**AUFGABE 1**
Schreibe aus dem Auszug zum Barrierefreiheitsgesetz den Abschnitt von "Im Hinblick auf" bis "und Fahrzeuge umfassen." wortgetreu ab.

**BEREITGESTELLTER AUSZUG**
++++++++++++++++++++

Barrierefreie Bankdienstleistungen, e-Books, Computer, Smartphones etc., barrierefreier Online-Handel sowie Barrierefreiheit in Teilen des Personenverkehrs - im Referentenentwurf für ein Barrierefreiheitsgesetz finden sich Regelungen, die dies und mehr für Verbaucher*innen zur Realität werden lassen sollen. Damit sollen die Vorgaben des European Accessibiliy Act (EAA) in deutsches Recht umgesetzt werden. Die Bundsarbeitsgemeinschaft der Freien Wohlfahrtspflege (BAG FW) begrüßt das Gesetz in ihrer Stellungnahme grundsätzlich, sieht aber an verschiedenen Stellen noch Verbesserungsbedarf.

Im Hinblick auf die geplanten Regelungen sieht die BAG FW folgende Änderungsbedarfe:

  • Die EU-Richtlinie eröffnet in den Gründen wie auch in Art. 4 Abs. 4 EAA den Mitgliedstaaten die Möglichkeit, die Barrierefreiheitsanforderungen auch auf die bauliche Umwelt der Produkte und Dienstleistungen auszudehnen, um Menschen mit Behinderungen eine erleichterte Nutzung zu ermöglichen. Im vorliegenden Referentenentwurf wird von dieser Möglichkeit kein Gebrauch gemacht. Dies bewertet die BAGFW kritisch.
  • Der Geltungsbereich der Barrierefreiheit sollte auch regionale, städtische, vorstädtische Verkehrsdienste und Fahrzeuge umfassen.
  • Der Anwendungsbereich des Gesetzes sollte auf beruflich genutzte Produkte und Dienstleistungen ausgeweitet werden.
  • Im Entwurf findet sich eine Definition von Barrierefreiheit, die von der bereits bestehenden rechtlichen Definition von Barrierefreiheit im Behindertengleichstellungsgesetz abweicht. Sie sollte durch einen Verweis auf § 4 Behindertengleichstellungsgesetz ersetzt werden.

++++++++++++++++++++

**DATENAUSZÜGE**
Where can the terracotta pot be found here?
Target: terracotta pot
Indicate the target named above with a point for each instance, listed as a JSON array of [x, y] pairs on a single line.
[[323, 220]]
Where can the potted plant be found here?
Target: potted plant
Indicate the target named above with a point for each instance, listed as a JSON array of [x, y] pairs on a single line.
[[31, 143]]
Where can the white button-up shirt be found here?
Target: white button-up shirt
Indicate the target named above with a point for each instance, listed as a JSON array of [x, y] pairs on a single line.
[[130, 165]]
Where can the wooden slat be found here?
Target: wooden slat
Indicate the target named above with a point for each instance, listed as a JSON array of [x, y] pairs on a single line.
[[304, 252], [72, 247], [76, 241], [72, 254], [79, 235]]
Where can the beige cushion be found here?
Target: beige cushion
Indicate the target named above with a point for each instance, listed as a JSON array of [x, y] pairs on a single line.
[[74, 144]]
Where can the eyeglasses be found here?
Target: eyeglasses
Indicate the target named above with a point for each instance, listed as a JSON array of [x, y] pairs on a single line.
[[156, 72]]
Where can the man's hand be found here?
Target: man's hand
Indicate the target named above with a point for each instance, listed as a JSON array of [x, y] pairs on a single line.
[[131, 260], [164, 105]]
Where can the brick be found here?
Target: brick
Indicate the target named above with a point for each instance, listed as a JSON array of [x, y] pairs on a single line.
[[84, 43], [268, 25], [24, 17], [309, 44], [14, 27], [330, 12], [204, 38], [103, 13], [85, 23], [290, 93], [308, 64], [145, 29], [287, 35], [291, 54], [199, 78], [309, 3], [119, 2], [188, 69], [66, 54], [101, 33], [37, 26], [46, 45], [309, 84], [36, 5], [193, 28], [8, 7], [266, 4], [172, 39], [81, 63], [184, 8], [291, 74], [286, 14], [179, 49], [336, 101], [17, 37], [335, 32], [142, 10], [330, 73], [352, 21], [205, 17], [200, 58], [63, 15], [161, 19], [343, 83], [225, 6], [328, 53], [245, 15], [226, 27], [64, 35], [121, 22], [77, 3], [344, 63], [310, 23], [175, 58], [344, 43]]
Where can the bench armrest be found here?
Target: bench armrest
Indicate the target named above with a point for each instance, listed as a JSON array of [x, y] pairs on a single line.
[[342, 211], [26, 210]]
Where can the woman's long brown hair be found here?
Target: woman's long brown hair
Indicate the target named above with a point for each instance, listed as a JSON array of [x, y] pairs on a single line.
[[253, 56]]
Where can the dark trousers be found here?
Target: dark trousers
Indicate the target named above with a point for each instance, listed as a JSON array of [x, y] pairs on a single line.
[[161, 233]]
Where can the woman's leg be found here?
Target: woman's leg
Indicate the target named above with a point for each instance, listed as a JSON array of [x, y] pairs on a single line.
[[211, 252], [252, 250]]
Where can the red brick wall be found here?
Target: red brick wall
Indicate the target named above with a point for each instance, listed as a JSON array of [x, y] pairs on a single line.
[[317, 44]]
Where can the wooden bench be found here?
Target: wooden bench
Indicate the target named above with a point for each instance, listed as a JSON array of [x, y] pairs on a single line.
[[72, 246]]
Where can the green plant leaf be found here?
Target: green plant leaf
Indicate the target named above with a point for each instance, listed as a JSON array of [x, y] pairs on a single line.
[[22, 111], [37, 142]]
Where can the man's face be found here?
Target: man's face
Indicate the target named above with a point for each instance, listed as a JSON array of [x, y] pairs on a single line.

++++++++++++++++++++

**AUFGABE 2**
Gib die Zeilen der Auflistung von der Zeile mit "Where can the man's face be found here?" bis zum Ende der Auflistung erneut aus und ersetze darin "man's face" durch "man's head", ohne sonst etwas zu ändern.

**LÖSUNG DER AUFGABE 1**
Im Hinblick auf die geplanten Regelungen sieht die BAG FW folgende Änderungsbedarfe:

  • Die EU-Richtlinie eröffnet in den Gründen wie auch in Art. 4 Abs. 4 EAA den Mitgliedstaaten die Möglichkeit, die Barrierefreiheitsanforderungen auch auf die bauliche Umwelt der Produkte und Dienstleistungen auszudehnen, um Menschen mit Behinderungen eine erleichterte Nutzung zu ermöglichen. Im vorliegenden Referentenentwurf wird von dieser Möglichkeit kein Gebrauch gemacht. Dies bewertet die BAGFW kritisch.
  • Der Geltungsbereich der Barrierefreiheit sollte auch regionale, städtische, vorstädtische Verkehrsdienste und Fahrzeuge umfassen.

**LÖSUNG DER AUFGABE 2**
Where can the man's head be found here?
Target: man's head
Indicate the target named above with a point for each instance, listed as a JSON array of [x, y] pairs on a single line.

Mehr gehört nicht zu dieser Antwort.